#### STATED TASK
Reproduce every line of the data below without any change, and omit the pictures.

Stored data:
⟨

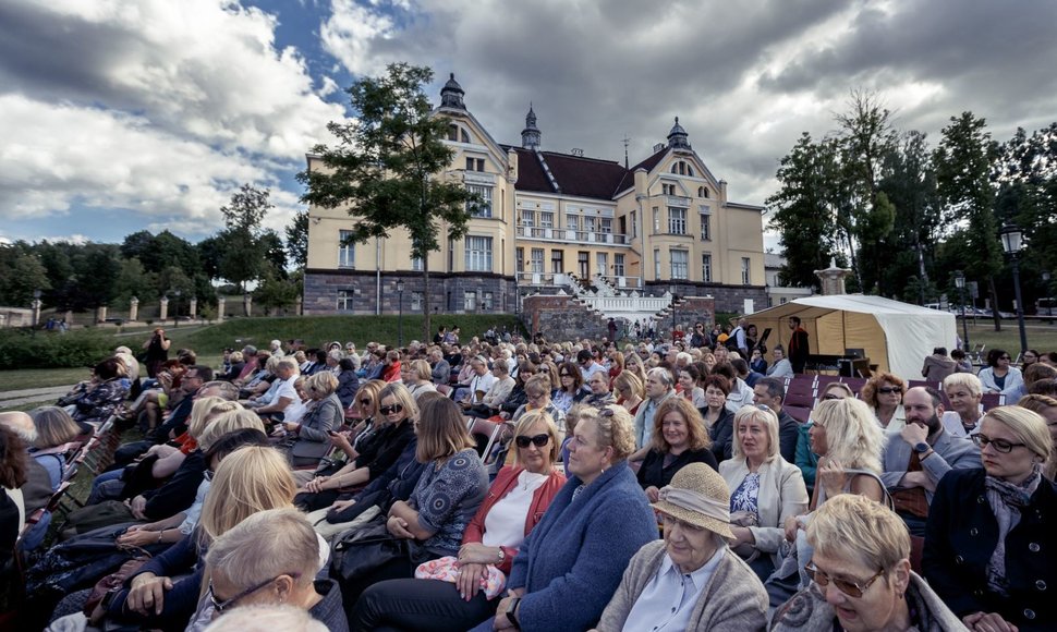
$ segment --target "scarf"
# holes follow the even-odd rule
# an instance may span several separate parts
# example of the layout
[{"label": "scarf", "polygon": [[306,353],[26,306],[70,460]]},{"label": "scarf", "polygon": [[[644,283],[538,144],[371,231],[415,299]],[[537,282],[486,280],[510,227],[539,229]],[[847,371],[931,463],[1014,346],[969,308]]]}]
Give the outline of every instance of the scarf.
[{"label": "scarf", "polygon": [[987,562],[987,587],[1001,596],[1008,596],[1009,581],[1006,579],[1006,536],[1020,524],[1022,510],[1031,502],[1031,497],[1042,481],[1038,465],[1021,485],[1015,485],[994,476],[984,477],[984,489],[995,519],[998,521],[998,545]]}]

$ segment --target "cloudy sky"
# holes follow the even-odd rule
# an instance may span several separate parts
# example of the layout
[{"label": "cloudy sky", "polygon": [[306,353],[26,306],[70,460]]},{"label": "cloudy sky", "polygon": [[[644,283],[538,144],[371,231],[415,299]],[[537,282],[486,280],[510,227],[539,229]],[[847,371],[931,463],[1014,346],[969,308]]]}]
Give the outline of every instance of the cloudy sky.
[{"label": "cloudy sky", "polygon": [[454,72],[503,143],[531,101],[545,148],[635,162],[678,116],[763,204],[854,88],[933,144],[964,110],[999,141],[1057,120],[1054,25],[1052,0],[3,0],[0,239],[197,241],[244,182],[281,229],[343,88],[392,61],[435,100]]}]

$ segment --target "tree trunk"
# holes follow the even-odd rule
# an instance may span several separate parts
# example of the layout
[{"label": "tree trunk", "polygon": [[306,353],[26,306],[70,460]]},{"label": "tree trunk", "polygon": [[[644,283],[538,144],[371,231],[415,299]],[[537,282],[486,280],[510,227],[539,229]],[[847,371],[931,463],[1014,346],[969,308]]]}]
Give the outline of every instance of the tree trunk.
[{"label": "tree trunk", "polygon": [[425,317],[422,319],[422,340],[423,342],[428,344],[429,341],[433,340],[433,337],[429,335],[429,332],[433,329],[433,326],[429,319],[430,312],[429,312],[429,255],[428,253],[426,254],[426,256],[422,257],[422,309],[425,313],[424,314]]}]

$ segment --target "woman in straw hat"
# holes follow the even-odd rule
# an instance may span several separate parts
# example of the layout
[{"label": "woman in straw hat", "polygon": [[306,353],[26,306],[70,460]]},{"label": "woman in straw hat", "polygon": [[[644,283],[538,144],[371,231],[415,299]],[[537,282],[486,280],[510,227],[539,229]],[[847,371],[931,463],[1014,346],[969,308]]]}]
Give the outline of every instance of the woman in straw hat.
[{"label": "woman in straw hat", "polygon": [[730,491],[704,463],[676,473],[653,505],[665,539],[639,549],[598,622],[618,630],[763,630],[767,593],[731,551]]},{"label": "woman in straw hat", "polygon": [[965,630],[910,570],[910,532],[887,507],[837,496],[815,512],[807,542],[812,582],[778,608],[773,631]]}]

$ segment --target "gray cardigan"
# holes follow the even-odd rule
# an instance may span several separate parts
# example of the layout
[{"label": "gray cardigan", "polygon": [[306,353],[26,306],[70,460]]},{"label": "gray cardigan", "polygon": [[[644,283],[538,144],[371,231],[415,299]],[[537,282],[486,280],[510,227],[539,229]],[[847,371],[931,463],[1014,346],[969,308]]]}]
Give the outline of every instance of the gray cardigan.
[{"label": "gray cardigan", "polygon": [[[667,555],[664,540],[645,545],[631,558],[624,576],[598,621],[598,632],[620,632]],[[690,613],[688,630],[754,632],[767,624],[767,592],[756,573],[729,548]]]}]

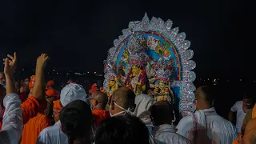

⟩

#### WRITTEN ANSWER
$ segment --target "scarf"
# holes follow the even-odd rule
# an instance may span several separate parts
# example of the layout
[{"label": "scarf", "polygon": [[306,353],[26,306],[70,460]]},{"label": "scarf", "polygon": [[[644,283],[538,144],[371,231],[415,299]],[[537,282],[486,280],[510,227],[539,229]],[[847,371],[931,463],[1014,346],[969,308]]]}]
Give the outline of every instance of the scarf.
[{"label": "scarf", "polygon": [[987,562],[987,587],[1001,596],[1008,596],[1009,581],[1006,579],[1006,536],[1020,524],[1022,510],[1031,502],[1031,497],[1042,481],[1038,465],[1021,485],[1015,485],[994,476],[984,477],[984,489],[995,519],[998,521],[998,545]]}]

$ segment --target "cloudy sky"
# holes follow the even-odd rule
# an instance may span several separate parts
# example of the layout
[{"label": "cloudy sky", "polygon": [[306,353],[26,306],[70,460]]},{"label": "cloudy sky", "polygon": [[[644,283],[538,144],[371,231],[415,299]],[[537,282],[486,280],[510,227],[539,229]],[[847,371],[931,463],[1014,346],[969,308]]]}]
Give the outline of every instance of the cloudy sky.
[{"label": "cloudy sky", "polygon": [[454,72],[503,143],[531,101],[545,148],[635,162],[678,116],[763,204],[854,88],[933,144],[964,110],[999,141],[1057,120],[1054,25],[1052,0],[3,0],[0,239],[197,241],[244,182],[281,229],[343,88],[392,61],[435,100]]}]

$ segment --target "tree trunk"
# holes follow the even-odd rule
# an instance may span several separate parts
# example of the layout
[{"label": "tree trunk", "polygon": [[306,353],[26,306],[70,460]]},{"label": "tree trunk", "polygon": [[[644,283],[538,144],[371,231],[415,299]],[[537,282],[486,280],[510,227],[539,229]],[[847,371],[931,463],[1014,346],[969,308]]]}]
Give the outline of every instance of the tree trunk.
[{"label": "tree trunk", "polygon": [[425,317],[422,319],[422,340],[423,342],[428,344],[429,341],[433,340],[433,337],[429,335],[429,332],[433,329],[433,326],[429,319],[430,312],[429,312],[429,255],[428,253],[426,254],[426,256],[422,257],[422,309],[425,313],[424,314]]}]

$ segment --target "woman in straw hat"
# holes follow the even-odd rule
# an instance may span several separate parts
# example of the layout
[{"label": "woman in straw hat", "polygon": [[306,353],[26,306],[70,460]]},{"label": "woman in straw hat", "polygon": [[[644,283],[538,144],[371,231],[415,299]],[[537,282],[486,280],[510,227],[539,229]],[[847,371],[931,463],[1014,346],[969,308]]]}]
Give the outline of every instance of the woman in straw hat.
[{"label": "woman in straw hat", "polygon": [[730,491],[704,463],[676,473],[653,505],[665,539],[639,549],[598,622],[618,630],[763,630],[767,593],[731,551]]},{"label": "woman in straw hat", "polygon": [[965,630],[910,570],[910,532],[887,507],[837,496],[815,512],[807,542],[812,582],[778,608],[773,631]]}]

$ segment --target "gray cardigan"
# holes follow the even-odd rule
# an instance may span several separate parts
# example of the layout
[{"label": "gray cardigan", "polygon": [[306,353],[26,306],[70,460]]},{"label": "gray cardigan", "polygon": [[[644,283],[538,144],[371,231],[415,299]],[[537,282],[486,280],[510,227],[539,229]],[[847,371],[931,463],[1014,346],[969,308]]]}]
Give the outline of every instance of the gray cardigan.
[{"label": "gray cardigan", "polygon": [[[667,555],[664,540],[645,545],[631,558],[624,576],[598,621],[598,632],[620,632]],[[690,613],[688,630],[754,632],[767,624],[767,592],[756,573],[729,548]]]}]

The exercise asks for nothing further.